== Written instruction ==
Set out every line of the material below as a numbered list, leaving out the blank lines.

== Record extracts ==
===
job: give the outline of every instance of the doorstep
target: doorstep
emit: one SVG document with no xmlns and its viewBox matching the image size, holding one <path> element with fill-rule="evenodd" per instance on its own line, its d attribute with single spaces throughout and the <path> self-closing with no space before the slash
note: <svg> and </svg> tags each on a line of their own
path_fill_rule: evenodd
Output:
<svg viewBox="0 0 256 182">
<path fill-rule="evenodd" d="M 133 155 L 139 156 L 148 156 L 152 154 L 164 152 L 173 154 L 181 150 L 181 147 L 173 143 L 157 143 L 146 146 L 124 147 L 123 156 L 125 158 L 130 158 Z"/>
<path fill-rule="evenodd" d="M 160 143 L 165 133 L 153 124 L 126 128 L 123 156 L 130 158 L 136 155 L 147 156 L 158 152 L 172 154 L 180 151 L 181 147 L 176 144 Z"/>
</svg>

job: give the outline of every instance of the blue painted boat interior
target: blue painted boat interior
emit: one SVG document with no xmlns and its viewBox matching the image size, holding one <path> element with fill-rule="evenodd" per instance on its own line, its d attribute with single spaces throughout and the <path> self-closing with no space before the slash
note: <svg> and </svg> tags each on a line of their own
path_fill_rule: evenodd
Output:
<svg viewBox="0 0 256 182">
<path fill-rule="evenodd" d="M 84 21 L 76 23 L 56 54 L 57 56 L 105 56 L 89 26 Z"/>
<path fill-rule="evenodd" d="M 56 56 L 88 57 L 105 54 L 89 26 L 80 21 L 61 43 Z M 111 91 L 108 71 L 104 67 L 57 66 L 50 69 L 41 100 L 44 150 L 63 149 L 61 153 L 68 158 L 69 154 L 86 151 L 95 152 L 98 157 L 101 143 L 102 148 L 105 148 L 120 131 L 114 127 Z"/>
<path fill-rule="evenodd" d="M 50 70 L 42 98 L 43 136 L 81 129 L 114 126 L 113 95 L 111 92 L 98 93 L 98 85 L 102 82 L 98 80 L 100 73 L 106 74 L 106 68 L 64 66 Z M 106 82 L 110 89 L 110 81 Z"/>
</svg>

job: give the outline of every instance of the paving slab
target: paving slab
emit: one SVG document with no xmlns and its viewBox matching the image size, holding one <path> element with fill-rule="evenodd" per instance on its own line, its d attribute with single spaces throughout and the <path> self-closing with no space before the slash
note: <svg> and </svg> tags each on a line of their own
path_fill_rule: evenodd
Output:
===
== Expected answer ==
1. job: give the outline of every instance of the doorstep
2. target: doorstep
3. emit: one SVG document with no xmlns and its viewBox matching the image size, holding one <path> element with fill-rule="evenodd" per instance on its own line, its d attribute with single spaces throughout and the <path> self-closing with no space before the slash
4. note: <svg> and </svg> tags each on a line of their own
5. path_fill_rule: evenodd
6. Output:
7. <svg viewBox="0 0 256 182">
8. <path fill-rule="evenodd" d="M 133 155 L 139 156 L 148 156 L 152 154 L 164 152 L 173 154 L 181 150 L 181 147 L 173 143 L 157 143 L 146 146 L 124 147 L 123 156 L 125 158 L 130 158 Z"/>
9. <path fill-rule="evenodd" d="M 160 143 L 165 133 L 153 124 L 126 128 L 123 156 L 130 158 L 136 155 L 147 156 L 158 152 L 172 154 L 180 151 L 181 147 L 176 144 Z"/>
10. </svg>
11. job: give the outline of every instance of the blue painted boat interior
12. target: blue painted boat interior
13. emit: one SVG document with no xmlns and its viewBox matching the image size, holding one <path> element with fill-rule="evenodd" per instance on its own line, its d attribute with single spaces throughout and the <path> self-closing with no space before the slash
14. note: <svg> and </svg> tags each on a line of their own
15. path_fill_rule: evenodd
16. Output:
17. <svg viewBox="0 0 256 182">
18. <path fill-rule="evenodd" d="M 84 21 L 76 23 L 56 54 L 57 56 L 105 56 L 89 26 Z"/>
19. <path fill-rule="evenodd" d="M 56 56 L 88 57 L 105 54 L 89 26 L 80 21 L 61 43 Z M 111 91 L 108 71 L 104 67 L 57 66 L 50 69 L 41 100 L 44 150 L 63 149 L 61 153 L 68 158 L 69 154 L 86 151 L 95 152 L 98 157 L 101 143 L 102 148 L 105 148 L 120 131 L 114 127 Z"/>
20. <path fill-rule="evenodd" d="M 50 70 L 42 98 L 43 136 L 81 129 L 114 126 L 113 95 L 111 92 L 98 93 L 98 85 L 102 82 L 98 80 L 100 73 L 106 74 L 106 68 L 64 66 Z M 106 82 L 110 89 L 110 81 Z"/>
21. </svg>
22. job: give the outline of every instance of the paving slab
23. target: paving slab
24. emit: one SVG document with no xmlns and its viewBox matching the image size, holding one <path> element with fill-rule="evenodd" per instance on its own line, its d attribute with single spaces throughout and the <path> self-closing with no space before the slash
25. note: <svg> and </svg> tags each on a line of their own
26. path_fill_rule: evenodd
27. Output:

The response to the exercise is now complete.